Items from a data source
+++++

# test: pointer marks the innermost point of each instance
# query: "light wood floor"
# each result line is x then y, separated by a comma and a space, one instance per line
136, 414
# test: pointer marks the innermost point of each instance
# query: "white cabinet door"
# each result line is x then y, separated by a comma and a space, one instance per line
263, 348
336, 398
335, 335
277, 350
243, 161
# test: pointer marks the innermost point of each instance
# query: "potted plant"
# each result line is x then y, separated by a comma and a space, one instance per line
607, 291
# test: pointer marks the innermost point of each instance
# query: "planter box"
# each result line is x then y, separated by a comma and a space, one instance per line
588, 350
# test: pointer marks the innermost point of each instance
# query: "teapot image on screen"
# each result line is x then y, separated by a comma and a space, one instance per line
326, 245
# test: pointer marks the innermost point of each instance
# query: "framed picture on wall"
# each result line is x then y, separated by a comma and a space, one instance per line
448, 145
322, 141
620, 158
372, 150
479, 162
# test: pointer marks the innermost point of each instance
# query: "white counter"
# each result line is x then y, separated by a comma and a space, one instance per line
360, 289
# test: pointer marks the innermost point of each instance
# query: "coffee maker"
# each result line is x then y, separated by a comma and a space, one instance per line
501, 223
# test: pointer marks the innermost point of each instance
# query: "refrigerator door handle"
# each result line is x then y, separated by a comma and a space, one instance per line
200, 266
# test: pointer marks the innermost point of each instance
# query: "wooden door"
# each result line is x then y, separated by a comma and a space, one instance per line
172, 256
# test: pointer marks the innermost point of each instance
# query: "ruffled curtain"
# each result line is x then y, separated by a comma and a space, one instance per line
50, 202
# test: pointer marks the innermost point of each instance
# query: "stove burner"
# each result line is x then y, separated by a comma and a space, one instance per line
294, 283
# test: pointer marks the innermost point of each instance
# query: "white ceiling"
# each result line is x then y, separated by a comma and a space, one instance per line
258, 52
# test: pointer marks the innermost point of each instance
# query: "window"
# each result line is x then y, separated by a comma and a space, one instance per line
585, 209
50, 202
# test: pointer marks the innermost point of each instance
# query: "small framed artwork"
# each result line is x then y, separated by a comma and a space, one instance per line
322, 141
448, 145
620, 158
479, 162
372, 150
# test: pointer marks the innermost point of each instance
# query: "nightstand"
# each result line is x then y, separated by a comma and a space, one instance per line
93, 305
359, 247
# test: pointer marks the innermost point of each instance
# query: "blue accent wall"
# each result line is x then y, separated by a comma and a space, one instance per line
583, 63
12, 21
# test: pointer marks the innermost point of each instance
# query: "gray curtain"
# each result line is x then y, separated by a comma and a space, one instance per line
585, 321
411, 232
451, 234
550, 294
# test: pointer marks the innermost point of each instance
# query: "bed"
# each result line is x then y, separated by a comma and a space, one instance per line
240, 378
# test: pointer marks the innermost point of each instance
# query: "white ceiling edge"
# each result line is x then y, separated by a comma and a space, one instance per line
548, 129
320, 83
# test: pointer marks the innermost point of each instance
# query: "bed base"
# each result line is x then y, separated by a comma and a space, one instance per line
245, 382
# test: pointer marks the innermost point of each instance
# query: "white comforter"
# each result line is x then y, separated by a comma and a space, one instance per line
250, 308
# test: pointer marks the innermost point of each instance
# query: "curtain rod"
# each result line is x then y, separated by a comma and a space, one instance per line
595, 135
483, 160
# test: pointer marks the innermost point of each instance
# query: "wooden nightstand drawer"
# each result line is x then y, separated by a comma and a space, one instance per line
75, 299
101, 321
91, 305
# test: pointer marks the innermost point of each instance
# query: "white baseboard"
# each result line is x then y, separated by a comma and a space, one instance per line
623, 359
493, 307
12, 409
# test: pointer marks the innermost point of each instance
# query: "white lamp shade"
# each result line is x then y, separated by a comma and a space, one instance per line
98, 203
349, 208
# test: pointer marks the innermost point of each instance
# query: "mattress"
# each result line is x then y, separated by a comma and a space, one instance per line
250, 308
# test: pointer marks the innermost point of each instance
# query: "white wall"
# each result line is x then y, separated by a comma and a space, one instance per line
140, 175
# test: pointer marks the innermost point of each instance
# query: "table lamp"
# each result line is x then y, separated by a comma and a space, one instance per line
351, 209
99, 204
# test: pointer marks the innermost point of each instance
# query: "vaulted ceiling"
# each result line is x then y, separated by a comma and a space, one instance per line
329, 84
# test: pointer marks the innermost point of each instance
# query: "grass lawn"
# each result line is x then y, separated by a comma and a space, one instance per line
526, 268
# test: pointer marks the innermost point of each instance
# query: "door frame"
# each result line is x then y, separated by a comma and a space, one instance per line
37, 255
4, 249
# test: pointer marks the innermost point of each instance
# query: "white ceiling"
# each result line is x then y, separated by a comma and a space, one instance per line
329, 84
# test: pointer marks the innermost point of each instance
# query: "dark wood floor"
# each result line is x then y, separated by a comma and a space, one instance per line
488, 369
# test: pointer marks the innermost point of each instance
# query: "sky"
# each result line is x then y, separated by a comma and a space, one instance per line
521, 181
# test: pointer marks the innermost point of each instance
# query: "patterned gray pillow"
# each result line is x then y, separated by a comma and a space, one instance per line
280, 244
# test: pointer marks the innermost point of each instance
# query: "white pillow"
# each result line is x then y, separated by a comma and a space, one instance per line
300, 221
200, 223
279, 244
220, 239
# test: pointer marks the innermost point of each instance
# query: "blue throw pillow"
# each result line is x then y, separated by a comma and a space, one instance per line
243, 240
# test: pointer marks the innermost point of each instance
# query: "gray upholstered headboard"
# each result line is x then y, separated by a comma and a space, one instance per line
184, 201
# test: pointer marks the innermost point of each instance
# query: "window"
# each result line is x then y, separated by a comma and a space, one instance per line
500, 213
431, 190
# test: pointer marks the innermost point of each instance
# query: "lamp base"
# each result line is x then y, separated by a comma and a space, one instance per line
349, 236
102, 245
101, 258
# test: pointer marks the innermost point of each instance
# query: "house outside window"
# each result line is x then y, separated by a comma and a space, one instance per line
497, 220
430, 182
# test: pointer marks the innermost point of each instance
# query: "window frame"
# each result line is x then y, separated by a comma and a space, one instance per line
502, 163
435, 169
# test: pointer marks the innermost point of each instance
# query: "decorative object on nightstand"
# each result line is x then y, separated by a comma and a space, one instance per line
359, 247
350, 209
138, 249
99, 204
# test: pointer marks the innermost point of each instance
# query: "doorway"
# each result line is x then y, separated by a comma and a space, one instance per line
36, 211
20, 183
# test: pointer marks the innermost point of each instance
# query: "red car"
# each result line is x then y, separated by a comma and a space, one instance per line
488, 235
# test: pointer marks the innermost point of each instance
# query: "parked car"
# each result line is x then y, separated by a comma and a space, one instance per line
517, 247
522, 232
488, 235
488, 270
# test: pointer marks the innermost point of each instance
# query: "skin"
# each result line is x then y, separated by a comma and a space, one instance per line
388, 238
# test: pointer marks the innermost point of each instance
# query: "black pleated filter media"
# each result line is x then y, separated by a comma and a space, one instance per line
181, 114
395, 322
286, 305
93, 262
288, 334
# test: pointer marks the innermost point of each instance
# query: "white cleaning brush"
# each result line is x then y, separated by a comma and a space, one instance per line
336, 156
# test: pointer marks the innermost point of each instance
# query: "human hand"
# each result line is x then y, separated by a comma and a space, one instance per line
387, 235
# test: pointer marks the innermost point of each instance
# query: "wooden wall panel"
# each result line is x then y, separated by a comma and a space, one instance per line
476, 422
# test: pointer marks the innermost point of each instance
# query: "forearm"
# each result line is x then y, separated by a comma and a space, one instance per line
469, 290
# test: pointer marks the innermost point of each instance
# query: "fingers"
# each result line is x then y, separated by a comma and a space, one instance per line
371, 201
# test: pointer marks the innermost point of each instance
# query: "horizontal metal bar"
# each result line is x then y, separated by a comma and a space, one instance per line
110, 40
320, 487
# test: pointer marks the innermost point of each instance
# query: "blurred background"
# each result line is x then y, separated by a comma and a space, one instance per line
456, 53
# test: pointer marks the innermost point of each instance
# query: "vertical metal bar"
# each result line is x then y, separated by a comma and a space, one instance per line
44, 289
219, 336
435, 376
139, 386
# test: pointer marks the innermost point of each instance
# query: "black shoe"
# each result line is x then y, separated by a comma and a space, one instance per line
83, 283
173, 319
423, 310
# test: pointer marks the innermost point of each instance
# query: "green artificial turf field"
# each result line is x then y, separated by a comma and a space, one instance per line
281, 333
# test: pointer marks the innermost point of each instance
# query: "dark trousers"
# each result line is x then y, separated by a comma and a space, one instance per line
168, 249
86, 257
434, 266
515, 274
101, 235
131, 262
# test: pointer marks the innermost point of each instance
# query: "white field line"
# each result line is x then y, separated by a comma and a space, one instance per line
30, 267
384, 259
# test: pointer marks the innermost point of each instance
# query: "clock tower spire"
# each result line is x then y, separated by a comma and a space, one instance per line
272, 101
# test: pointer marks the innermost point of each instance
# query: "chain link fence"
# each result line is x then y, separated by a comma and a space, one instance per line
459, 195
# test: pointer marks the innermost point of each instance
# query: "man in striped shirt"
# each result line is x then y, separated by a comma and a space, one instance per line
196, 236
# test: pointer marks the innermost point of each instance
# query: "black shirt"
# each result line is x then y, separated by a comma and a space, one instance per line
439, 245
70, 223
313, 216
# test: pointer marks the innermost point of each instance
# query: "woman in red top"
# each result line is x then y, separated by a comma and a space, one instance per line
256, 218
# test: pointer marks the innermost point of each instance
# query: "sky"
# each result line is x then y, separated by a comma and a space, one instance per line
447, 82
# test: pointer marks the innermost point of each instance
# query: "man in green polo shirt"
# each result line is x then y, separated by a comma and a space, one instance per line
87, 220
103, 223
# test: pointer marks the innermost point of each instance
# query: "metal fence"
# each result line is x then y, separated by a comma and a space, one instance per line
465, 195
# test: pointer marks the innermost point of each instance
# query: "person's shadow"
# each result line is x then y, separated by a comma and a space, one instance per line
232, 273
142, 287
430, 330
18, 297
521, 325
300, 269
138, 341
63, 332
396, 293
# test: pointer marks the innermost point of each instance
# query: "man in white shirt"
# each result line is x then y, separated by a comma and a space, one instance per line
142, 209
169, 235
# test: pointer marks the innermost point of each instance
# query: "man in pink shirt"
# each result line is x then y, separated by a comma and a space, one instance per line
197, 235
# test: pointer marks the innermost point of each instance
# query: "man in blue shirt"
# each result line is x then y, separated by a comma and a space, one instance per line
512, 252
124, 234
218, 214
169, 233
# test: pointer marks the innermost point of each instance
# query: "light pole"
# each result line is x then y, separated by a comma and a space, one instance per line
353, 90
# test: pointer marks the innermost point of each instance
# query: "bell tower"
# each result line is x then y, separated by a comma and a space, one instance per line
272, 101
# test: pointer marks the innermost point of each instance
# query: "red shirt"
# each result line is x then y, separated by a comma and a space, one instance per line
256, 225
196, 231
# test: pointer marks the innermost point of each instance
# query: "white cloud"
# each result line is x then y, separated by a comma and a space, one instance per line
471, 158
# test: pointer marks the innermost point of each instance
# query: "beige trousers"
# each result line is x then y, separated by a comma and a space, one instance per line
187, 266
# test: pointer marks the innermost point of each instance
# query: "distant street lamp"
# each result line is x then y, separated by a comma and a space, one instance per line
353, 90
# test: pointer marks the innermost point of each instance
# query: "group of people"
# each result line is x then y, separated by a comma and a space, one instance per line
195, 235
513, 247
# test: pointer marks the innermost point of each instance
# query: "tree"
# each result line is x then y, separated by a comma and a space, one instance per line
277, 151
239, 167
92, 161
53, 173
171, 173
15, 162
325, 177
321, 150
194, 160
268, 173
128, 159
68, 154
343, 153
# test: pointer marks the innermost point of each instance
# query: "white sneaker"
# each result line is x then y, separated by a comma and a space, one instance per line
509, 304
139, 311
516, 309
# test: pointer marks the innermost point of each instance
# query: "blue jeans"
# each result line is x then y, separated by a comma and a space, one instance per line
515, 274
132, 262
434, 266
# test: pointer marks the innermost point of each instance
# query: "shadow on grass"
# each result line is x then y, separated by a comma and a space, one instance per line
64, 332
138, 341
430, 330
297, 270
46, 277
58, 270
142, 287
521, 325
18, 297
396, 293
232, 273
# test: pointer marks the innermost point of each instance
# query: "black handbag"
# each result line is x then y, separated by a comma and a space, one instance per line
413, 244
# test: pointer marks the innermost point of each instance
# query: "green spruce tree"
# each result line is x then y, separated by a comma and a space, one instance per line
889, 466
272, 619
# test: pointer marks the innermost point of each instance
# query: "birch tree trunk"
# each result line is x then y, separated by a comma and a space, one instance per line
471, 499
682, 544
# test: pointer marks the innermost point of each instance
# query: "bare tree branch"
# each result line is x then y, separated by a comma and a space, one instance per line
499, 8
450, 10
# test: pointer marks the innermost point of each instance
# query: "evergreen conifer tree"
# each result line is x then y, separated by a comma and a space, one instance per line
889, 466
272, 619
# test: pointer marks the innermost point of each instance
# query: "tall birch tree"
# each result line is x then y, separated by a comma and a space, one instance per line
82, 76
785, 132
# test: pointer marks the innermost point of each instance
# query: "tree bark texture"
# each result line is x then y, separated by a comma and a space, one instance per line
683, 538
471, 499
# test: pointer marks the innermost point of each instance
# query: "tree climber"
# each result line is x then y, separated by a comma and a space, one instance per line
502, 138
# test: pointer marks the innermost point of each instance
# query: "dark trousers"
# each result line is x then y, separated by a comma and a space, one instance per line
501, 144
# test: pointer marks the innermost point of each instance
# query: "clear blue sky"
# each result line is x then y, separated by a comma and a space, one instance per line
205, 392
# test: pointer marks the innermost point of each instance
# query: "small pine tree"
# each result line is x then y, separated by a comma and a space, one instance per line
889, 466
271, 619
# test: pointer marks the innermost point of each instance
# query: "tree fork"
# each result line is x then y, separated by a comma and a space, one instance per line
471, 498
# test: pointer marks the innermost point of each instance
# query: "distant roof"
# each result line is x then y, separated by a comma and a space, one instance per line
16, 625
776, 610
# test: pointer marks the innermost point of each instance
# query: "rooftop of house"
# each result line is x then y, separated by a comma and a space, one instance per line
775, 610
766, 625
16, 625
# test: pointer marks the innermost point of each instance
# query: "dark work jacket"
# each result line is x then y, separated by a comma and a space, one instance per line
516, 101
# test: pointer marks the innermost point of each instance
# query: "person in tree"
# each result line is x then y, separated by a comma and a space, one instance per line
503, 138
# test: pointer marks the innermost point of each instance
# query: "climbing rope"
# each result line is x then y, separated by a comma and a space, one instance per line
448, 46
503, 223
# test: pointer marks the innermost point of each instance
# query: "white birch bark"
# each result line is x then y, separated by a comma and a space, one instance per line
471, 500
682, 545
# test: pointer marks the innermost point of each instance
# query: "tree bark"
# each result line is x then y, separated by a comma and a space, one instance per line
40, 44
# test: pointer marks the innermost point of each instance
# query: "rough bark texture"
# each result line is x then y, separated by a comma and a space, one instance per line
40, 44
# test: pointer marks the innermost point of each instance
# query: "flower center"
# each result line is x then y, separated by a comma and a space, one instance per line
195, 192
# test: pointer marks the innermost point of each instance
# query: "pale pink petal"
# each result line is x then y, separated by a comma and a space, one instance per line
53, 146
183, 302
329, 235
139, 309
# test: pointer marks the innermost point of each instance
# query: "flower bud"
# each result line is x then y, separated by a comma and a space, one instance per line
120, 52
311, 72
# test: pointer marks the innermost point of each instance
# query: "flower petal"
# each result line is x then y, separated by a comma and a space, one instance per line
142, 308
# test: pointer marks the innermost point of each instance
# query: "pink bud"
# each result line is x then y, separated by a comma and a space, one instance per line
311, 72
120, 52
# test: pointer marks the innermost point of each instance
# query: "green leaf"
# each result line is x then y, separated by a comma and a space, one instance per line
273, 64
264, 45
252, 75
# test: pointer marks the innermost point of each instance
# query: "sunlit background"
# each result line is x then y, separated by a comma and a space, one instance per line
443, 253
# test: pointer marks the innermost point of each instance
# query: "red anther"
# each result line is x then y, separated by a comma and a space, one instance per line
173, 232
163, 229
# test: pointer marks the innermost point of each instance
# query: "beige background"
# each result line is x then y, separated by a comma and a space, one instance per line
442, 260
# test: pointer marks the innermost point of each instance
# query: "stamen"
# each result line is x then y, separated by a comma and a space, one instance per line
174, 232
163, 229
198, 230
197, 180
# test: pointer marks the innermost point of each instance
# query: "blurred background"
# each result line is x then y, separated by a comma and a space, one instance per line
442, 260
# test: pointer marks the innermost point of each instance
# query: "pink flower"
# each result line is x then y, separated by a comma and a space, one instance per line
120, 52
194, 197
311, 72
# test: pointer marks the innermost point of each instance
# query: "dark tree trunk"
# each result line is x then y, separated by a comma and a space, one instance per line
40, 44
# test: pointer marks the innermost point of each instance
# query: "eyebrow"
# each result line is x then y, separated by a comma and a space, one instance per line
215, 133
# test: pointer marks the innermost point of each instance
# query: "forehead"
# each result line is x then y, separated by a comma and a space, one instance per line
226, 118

+++++

* **What the exercise asks**
Gather every line of the entries above that contains the string "field" and copy each one out.

* **The output**
# query: "green artificial turf field"
# query: "white field line"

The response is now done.